» Excerpt provided:
Sweden’s economy supposedly hit a speed bump in Q1, with the estimate yesterday coming in at -0.8% QoQ vs. -0.4% expected, much of it on the drag from trade as high import energy prices weighed and exports looked relatively sluggish on upward revisions of prior numbers. But credit growth suggests domestic demand is humming along nicely, despite the most recent consumer confidence reading registering the lowest level in decades as is the case in many countries. A Bloomberg article today highlights Sweden’s commercial property sector activity in freefall after a record year in 2021 and before the Riksbank has even managed to hike rates in earnest (although the bank did achieve lift-off in April and the forward curve has seen a massive adjustment higher on the Riksbank’s dramatic reassessment of the likely policy path). Traditionally, Sweden’s economy is very pro-cyclical as it is leveraged to external demand for its products. But all of the small open economies like Sweden (and including Denmark, Australia, Canada, etc.) have seen the most aggravated of property bubbles on the many years of zero/near zero and even negative rates since the global financial crisis. On the residential side, Statistics Sweden’s average housing price indicator has risen from about 3 million just prior to the pandemic to 4 million now and up from about 2 million just after the global financial crisis. Higher yields are a massive headwind for all of these economies through the asset valuation mark-down risks. Major studies by the US Federal Reserve among others have shown that property bubbles cause enormous long-term hangovers once they pop, and Sweden’s never came close to doing so. Back in 2010-11, the Riksbank thought it could normalize and tried to do so by hiking rates to 2.0% from 0.25%, but triggered an immediate recession that saw it backtracking and cutting the policy rate to -0.5% by early 2016. Back then, the global backdrop allowed such a move, as inflation was a non-issue, particularly after the collapse in oil prices in 2015. This time around, not so much.
An interesting story out overnight flagged to me by my esteemed colleague Redmond Wong was the upward revision to 2.0% from 1.2% YoY in Japan’s March wage data, a potential game changer if similar levels or higher of wage growth are posted in coming months. The wage data series is somewhat erratic, so we can’t jump to conclusions, but it is the kind of data that would allow the BoJ to soften up its commitment to the existing yield-curve control policy. In general, the political pressure on the BoJ can only continue to mount from her if oil prices continue higher and raise the cost of living in Japan, aggravated by the weak JPY which is almost 25% weaker in REER terms from two years ago. The JPY was a touch firmer overnight after dropping in the wake of the surge in US yields. Prime Minister Kishida is set to tout a “New Capitalism” policy push that seeks to shore up inequality risks. More to come on that effort.
Table: FX Board of G10 and CNH trend evolution and strength.
Too early for this USD bounce to show up on our trend indicator, but the USD trend status looks pivotal through Friday. The commodity currencies have been trying to get something going and AUDUSD is close to last gasp resistance areas and USDCAD has been interacting with the important 200-day moving average area.

» Problem to work on: According to the market commentary, why could the Riksbank reverse course and cut its policy rate to -0.5% by early 2016? Answer in one to three sentences.

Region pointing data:

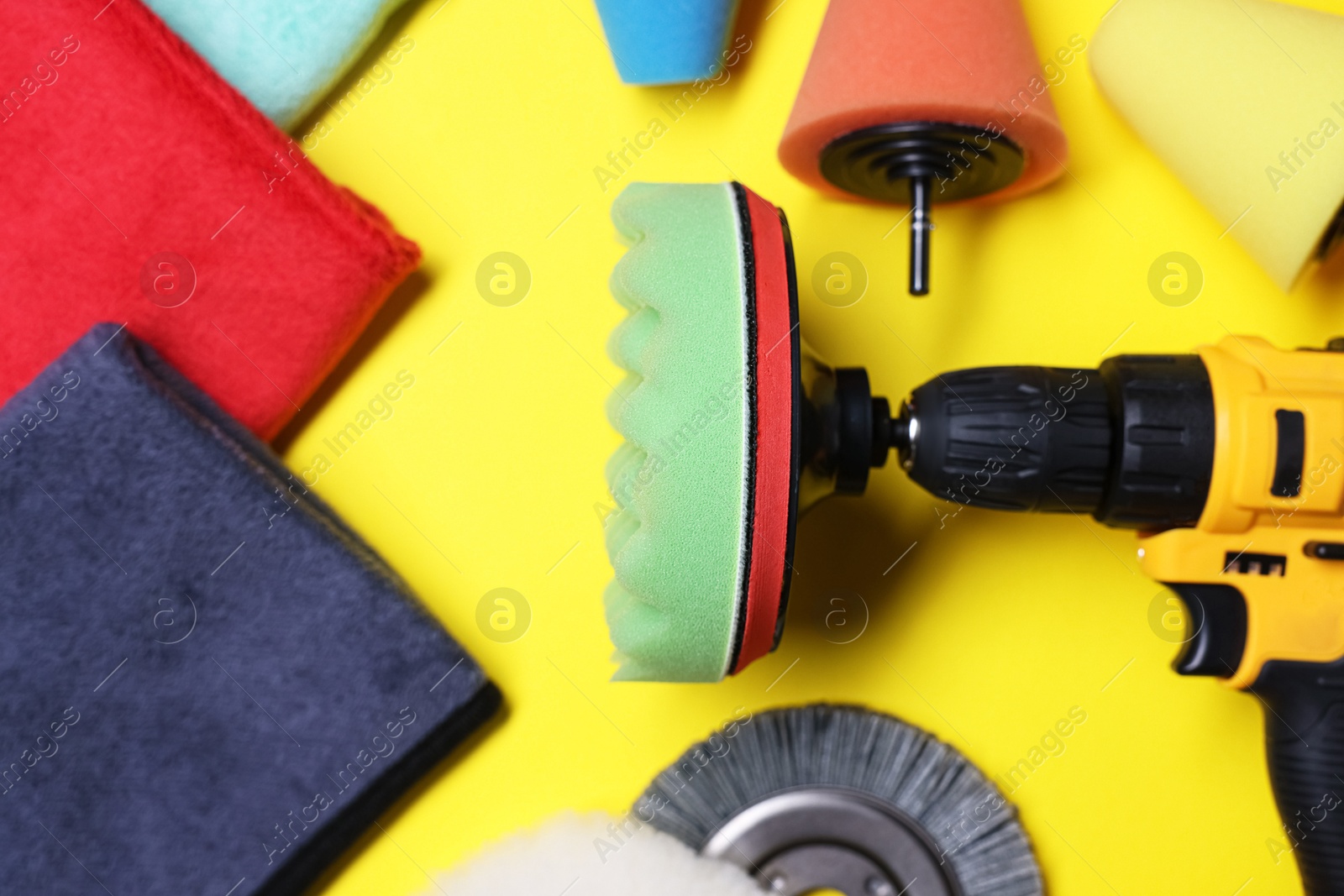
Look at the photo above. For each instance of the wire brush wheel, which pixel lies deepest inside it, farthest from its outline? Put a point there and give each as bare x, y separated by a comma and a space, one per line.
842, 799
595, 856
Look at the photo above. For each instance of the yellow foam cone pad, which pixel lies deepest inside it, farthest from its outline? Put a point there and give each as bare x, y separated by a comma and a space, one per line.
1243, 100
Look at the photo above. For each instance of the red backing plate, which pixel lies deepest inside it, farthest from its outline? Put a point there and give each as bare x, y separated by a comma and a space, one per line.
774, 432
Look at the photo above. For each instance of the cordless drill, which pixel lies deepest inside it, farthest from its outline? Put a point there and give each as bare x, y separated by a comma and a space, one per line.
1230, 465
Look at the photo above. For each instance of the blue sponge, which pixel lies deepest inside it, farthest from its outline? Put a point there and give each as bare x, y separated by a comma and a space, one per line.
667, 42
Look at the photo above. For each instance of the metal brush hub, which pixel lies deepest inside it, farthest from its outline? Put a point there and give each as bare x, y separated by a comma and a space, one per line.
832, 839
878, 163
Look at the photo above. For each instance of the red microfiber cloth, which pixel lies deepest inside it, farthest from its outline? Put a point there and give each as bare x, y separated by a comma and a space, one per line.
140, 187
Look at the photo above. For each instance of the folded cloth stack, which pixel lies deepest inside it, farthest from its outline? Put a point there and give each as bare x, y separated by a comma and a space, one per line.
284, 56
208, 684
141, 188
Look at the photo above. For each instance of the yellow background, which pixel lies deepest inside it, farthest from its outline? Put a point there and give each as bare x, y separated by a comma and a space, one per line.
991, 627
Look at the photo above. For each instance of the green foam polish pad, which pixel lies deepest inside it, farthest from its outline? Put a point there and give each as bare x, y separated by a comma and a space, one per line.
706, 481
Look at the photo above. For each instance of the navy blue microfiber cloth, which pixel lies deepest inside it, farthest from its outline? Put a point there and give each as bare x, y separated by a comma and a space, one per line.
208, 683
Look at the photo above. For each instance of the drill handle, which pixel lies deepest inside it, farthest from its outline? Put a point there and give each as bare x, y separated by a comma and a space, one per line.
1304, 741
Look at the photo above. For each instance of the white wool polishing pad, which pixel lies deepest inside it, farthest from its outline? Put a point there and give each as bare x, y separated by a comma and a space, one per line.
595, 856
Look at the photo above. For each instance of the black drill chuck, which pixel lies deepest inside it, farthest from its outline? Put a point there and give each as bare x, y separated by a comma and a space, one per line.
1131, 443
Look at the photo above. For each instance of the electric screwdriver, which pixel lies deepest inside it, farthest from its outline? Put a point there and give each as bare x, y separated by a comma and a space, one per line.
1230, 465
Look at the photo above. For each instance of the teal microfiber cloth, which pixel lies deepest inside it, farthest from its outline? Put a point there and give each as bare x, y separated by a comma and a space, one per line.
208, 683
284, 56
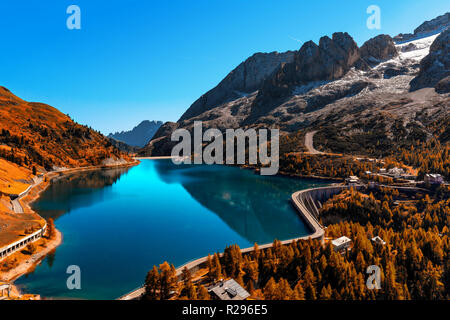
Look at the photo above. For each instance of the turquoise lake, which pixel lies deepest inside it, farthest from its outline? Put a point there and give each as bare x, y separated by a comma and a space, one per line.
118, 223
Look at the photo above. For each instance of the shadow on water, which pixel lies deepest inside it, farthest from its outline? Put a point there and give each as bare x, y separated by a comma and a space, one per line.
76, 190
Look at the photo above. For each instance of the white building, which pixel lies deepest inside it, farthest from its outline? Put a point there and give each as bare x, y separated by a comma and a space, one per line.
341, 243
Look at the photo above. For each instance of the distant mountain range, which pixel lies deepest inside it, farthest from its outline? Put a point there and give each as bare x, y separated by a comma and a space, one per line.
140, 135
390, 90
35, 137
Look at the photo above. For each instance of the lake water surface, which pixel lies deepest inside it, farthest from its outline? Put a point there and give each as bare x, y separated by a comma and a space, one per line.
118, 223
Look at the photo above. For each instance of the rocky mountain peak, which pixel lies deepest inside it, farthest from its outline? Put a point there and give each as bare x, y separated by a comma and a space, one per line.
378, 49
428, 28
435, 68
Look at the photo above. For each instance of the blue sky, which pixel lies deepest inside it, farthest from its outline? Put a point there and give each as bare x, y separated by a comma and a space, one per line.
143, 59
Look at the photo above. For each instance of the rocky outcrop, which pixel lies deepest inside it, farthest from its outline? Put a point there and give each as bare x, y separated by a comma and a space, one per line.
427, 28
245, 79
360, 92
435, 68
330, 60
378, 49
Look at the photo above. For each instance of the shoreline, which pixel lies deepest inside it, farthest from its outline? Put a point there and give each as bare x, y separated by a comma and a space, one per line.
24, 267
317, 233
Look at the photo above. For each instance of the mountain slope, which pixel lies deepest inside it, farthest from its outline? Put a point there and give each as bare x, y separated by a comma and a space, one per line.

» Worked solution: The global backdrop allowed the move because inflation was a non-issue then, particularly after oil prices collapsed in 2015.